Point localization data
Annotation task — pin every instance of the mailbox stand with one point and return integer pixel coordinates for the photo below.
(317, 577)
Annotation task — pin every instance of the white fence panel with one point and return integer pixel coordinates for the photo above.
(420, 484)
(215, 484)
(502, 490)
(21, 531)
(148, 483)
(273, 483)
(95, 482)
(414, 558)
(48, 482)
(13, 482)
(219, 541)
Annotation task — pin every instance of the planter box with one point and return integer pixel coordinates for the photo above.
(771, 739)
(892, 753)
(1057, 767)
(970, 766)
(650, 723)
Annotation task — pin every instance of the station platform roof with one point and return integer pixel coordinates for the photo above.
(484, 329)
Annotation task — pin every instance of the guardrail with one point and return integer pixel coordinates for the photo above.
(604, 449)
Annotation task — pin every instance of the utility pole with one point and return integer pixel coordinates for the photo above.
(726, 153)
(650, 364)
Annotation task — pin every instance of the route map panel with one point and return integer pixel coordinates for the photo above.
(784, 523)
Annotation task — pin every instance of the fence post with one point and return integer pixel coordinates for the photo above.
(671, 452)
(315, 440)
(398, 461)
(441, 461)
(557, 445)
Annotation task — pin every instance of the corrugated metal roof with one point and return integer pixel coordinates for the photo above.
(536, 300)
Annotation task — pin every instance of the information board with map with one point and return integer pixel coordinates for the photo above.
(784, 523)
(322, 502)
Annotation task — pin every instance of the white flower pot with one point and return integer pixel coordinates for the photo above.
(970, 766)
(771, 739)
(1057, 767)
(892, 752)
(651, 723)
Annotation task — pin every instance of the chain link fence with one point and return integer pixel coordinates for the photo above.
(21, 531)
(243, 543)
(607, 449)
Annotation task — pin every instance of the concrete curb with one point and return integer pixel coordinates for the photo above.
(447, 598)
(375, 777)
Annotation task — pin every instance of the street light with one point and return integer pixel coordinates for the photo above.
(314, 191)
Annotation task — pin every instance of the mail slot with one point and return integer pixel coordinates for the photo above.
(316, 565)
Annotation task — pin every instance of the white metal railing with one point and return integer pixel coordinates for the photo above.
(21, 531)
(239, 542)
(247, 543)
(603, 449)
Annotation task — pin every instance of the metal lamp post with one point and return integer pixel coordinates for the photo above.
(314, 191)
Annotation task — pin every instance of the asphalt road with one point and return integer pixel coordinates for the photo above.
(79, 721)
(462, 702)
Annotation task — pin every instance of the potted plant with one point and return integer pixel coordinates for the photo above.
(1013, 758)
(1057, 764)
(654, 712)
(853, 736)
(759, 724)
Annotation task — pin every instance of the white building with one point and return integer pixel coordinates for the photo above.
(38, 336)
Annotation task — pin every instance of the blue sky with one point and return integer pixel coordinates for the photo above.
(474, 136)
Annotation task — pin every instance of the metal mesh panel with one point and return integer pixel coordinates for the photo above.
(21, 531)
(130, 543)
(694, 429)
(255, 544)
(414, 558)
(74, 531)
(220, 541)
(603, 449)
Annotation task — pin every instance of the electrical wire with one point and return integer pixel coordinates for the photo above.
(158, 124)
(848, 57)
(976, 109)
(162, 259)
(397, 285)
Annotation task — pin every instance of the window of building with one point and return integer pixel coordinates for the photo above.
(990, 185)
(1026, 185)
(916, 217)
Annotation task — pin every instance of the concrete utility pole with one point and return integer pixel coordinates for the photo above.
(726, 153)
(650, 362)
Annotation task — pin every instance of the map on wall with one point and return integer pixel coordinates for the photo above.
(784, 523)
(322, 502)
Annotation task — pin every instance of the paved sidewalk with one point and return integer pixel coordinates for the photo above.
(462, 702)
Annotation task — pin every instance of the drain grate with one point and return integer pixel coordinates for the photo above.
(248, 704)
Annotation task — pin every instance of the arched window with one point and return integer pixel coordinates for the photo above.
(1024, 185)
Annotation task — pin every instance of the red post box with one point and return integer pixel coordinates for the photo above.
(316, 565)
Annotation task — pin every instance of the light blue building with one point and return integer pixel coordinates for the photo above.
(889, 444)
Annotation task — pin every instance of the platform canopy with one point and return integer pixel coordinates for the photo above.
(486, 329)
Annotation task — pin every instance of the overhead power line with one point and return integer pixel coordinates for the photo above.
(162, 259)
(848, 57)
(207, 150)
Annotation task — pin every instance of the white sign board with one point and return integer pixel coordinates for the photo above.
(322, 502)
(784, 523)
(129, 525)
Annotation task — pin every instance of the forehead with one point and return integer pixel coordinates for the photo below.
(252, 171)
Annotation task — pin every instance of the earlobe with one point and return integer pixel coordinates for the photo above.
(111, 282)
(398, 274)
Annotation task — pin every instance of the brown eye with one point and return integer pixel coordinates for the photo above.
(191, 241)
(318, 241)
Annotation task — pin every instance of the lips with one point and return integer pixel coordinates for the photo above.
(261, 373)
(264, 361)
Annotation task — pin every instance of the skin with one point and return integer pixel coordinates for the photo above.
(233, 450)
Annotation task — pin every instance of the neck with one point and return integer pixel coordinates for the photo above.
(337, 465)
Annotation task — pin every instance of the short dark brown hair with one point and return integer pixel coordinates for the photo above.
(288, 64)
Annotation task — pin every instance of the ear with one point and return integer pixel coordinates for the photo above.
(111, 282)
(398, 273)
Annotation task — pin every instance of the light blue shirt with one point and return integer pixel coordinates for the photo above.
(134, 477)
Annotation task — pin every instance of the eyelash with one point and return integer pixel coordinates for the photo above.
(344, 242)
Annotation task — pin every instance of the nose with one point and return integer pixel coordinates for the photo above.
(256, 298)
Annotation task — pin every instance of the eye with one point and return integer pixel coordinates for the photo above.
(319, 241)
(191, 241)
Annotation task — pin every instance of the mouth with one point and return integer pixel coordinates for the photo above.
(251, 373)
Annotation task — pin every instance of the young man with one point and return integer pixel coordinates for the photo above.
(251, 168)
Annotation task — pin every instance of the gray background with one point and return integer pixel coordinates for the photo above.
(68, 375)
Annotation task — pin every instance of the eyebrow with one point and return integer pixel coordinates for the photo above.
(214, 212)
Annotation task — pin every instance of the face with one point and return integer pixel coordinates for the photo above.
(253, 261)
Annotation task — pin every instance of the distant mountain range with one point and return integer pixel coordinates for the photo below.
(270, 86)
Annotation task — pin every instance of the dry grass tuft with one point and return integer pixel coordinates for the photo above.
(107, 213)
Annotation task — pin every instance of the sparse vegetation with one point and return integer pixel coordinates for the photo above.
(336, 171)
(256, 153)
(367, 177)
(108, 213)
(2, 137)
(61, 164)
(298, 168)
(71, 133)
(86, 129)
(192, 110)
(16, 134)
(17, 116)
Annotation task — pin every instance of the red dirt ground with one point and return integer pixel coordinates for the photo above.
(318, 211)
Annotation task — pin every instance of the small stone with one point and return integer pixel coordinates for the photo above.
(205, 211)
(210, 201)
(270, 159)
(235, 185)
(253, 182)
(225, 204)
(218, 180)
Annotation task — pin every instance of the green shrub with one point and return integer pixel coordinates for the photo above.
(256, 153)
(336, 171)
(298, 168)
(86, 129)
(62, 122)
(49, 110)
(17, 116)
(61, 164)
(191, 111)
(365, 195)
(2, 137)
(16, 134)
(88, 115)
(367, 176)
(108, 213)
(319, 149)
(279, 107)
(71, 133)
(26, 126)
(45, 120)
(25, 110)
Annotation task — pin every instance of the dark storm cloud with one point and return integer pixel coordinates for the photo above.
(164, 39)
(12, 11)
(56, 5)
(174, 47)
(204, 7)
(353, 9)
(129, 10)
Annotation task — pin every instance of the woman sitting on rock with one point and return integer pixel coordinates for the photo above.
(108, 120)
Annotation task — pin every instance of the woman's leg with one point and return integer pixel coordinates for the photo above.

■ What this task involves: Please print the data above exactly as it appears.

■ Exercise result:
Annotation task — pin every instance of the mailbox stand with one point and return integer pixel coordinates for the photo below.
(317, 577)
Annotation task — pin every instance of the white fence panel with one point and return integer pixel coordinates for the photo above.
(420, 484)
(215, 484)
(502, 490)
(21, 531)
(148, 483)
(273, 483)
(95, 482)
(414, 558)
(48, 482)
(13, 482)
(219, 541)
Annotation task — pin every instance of the planter box with one point and return integer pixel coordinates for the photo above.
(771, 739)
(892, 753)
(1057, 767)
(970, 766)
(650, 723)
Annotation task — pin every instance of the station platform roof with one point and return integer pixel coordinates for the photo above.
(484, 329)
Annotation task — pin every instance of the guardrail with one point and return integer pixel coordinates for the photo above.
(604, 449)
Annotation task — pin every instance of the utility pole with one point and return integer pixel coordinates for the photo above.
(726, 153)
(650, 364)
Annotation task — pin every instance of the route map panel with one point and return integer pixel coordinates for the photo above.
(784, 523)
Annotation task — pin every instance of the fence post with one point and return integer pixel coordinates for the photo above.
(671, 452)
(315, 440)
(398, 461)
(441, 461)
(557, 445)
Annotation task — pin every instance of the corrugated metal roof with one point and return integer pixel coordinates for the photo above.
(536, 300)
Annotation task — pin every instance of the information board with map with one point and return integer pixel coordinates for the photo above.
(784, 523)
(322, 502)
Annotation task — pin every instance of the white flower pot with one point and return integer pixel coordinates for the photo above.
(970, 766)
(771, 739)
(1057, 767)
(892, 752)
(651, 723)
Annotation task — pin every instance of the chain link fence with one point and return integer pixel coordinates for the photo above.
(21, 531)
(243, 543)
(607, 449)
Annotation task — pin every instance of the concrete curb with one point and return integer pixel coordinates for the photo above.
(447, 598)
(375, 777)
Annotation task — pin every instance of the street light with one point and return integer pixel coordinates for the photo above.
(314, 191)
Annotation task — pin every instance of the mail slot with one point and return integer pixel coordinates for the photo above.
(316, 565)
Annotation task — pin every instance of the white metal railing with one point and return integer pixel coordinates for the photo above.
(21, 531)
(239, 542)
(247, 543)
(603, 449)
Annotation task — pin every instance of the metal lamp post with one point and return integer pixel coordinates for the photo above.
(314, 191)
Annotation task — pin every instance of the asphalt road with one point and return integer pixel coordinates for the photo above.
(79, 721)
(462, 702)
Annotation task — pin every instance of the potted plant with one point and return integer pixel coordinates for the photo above.
(1013, 758)
(1057, 764)
(654, 712)
(853, 736)
(759, 724)
Annotation task — pin every instance of the white building with one point and return integer pixel coordinates for the photo above.
(38, 336)
Annotation task — pin every instance of the blue sky with one point and return integer pixel coordinates for the photo above.
(474, 136)
Annotation task — pin every instance of the metal mesh panel with one point and return integer pixel coordinates for the photo above.
(21, 531)
(130, 543)
(694, 429)
(255, 544)
(414, 558)
(74, 531)
(220, 541)
(603, 449)
Annotation task — pin every instance of the electrical wire with one point and return integer pixel coordinates for the photo above.
(158, 124)
(848, 57)
(976, 109)
(162, 259)
(397, 285)
Annotation task — pin every instance of the window of building with one point and return integer pixel coordinates for the photo above.
(990, 185)
(1026, 185)
(916, 217)
Annotation task — pin every instance of the concrete utility pole with one point and return integer pixel coordinates for the photo above.
(726, 153)
(650, 362)
Annotation task — pin every instance of the map on wall with one point and return integer pixel coordinates for the photo above.
(784, 523)
(322, 502)
Annotation task — pin every instance of the paved sidewalk with one point and return integer pixel coordinates for the photo above.
(462, 702)
Annotation task — pin every instance of the drain grate with one point and return integer pixel coordinates for the photo above.
(248, 704)
Annotation task — pin every instance of the arched window with one point and return integer pixel coordinates for the photo above.
(1024, 185)
Annotation task — pin every instance of the red post box with one point and return integer pixel coordinates for the photo above.
(316, 565)
Annotation task — pin every instance of the light blue building with one point and return integer pixel coordinates for the photo above.
(889, 444)
Annotation task — pin every instance of the platform canopy with one point and return integer pixel coordinates for the photo above.
(486, 329)
Annotation task — pin every instance of the overhead power line with one point and return integer pixel coordinates for the photo above.
(162, 259)
(848, 57)
(207, 150)
Annotation task — pin every instance of the white sign board with one point and return integer pixel coordinates for the photo above.
(322, 502)
(784, 523)
(129, 525)
Annotation task — pin every instance of the forehead with one point and return integer pixel coordinates for the photo below.
(252, 171)
Annotation task — pin every instance of the earlobe with one point and return integer pixel coordinates for the photo above.
(111, 282)
(398, 274)
Annotation task — pin every instance of the brown eye with one point and return integer pixel coordinates for the photo above.
(191, 241)
(318, 241)
Annotation task — pin every instance of the lips with one point and return integer pixel coordinates for the photo above.
(261, 373)
(264, 361)
Annotation task — pin every instance of the skin with one point and return integer pixel coordinates for the photo above.
(233, 450)
Annotation task — pin every instance of the neck with one point and return integer pixel coordinates for the photo above.
(337, 465)
Annotation task — pin every instance of the short dark brown hair with one point and return integer pixel coordinates for the photo above.
(288, 64)
Annotation task — pin every instance of the ear with one point and return integer pixel coordinates for the photo above.
(111, 282)
(398, 273)
Annotation task — pin every instance of the light blue shirt with one point and return integer pixel coordinates for the photo above.
(134, 477)
Annotation task — pin every instance of the eyelash with one point and return integer pixel coordinates for the photo above.
(344, 242)
Annotation task — pin every instance of the nose with one point and return integer pixel coordinates for the photo above.
(256, 298)
Annotation task — pin every instance of the eye with one point and return integer pixel coordinates for the photo above.
(319, 241)
(191, 241)
Annotation task — pin every instance of the mouth with one point and return integer pixel coordinates for the photo above.
(251, 373)
Annotation task — pin every instance of the young man with one point and return integer pixel coordinates for the photo above.
(251, 168)
Annotation task — pin every instance of the gray background with one point and return integer pixel coordinates for the photo above.
(68, 375)
Annotation task — pin every instance of the eyebrow with one point and return integer pixel coordinates for the photo above.
(214, 212)
Annotation task — pin every instance of the face with one point and return integer pixel coordinates for the photo above.
(253, 261)
Annotation task — pin every instance of the distant mountain range with one point and return integer pixel coordinates for the photo below.
(270, 86)
Annotation task — pin every instance of the dry grass tuft with one point and return integer pixel coordinates for the photo above.
(107, 213)
Annotation task — pin every instance of the sparse vegetation with one point and return integer pixel coordinates for the photo above.
(336, 171)
(256, 153)
(367, 177)
(108, 213)
(2, 137)
(61, 164)
(298, 168)
(71, 133)
(86, 129)
(192, 110)
(16, 134)
(17, 116)
Annotation task — pin every instance of the red dirt ground with one point and return integer pixel coordinates for the photo above.
(318, 211)
Annotation task — pin every instance of the small stone with one point and return integer pixel coordinates for the photo above.
(205, 211)
(210, 201)
(270, 159)
(235, 185)
(253, 182)
(225, 204)
(218, 180)
Annotation task — pin every instance of the green shrub with one point and return integer pixel coordinates for the photo above.
(256, 153)
(336, 171)
(298, 168)
(86, 129)
(62, 122)
(49, 110)
(17, 116)
(61, 164)
(191, 111)
(365, 195)
(2, 137)
(16, 134)
(88, 115)
(367, 176)
(108, 213)
(319, 149)
(279, 107)
(71, 133)
(26, 126)
(45, 120)
(25, 110)
Annotation task — pin every instance of the dark storm cloud with one point and return integer pixel coordinates for the photo above.
(164, 39)
(12, 11)
(56, 5)
(174, 47)
(204, 7)
(353, 9)
(129, 10)
Annotation task — pin every instance of the woman sitting on rock with one point and return integer pixel coordinates for the photo above.
(108, 120)
Annotation task — pin every instance of the woman's leg with one point and return integer pixel coordinates for the photo above.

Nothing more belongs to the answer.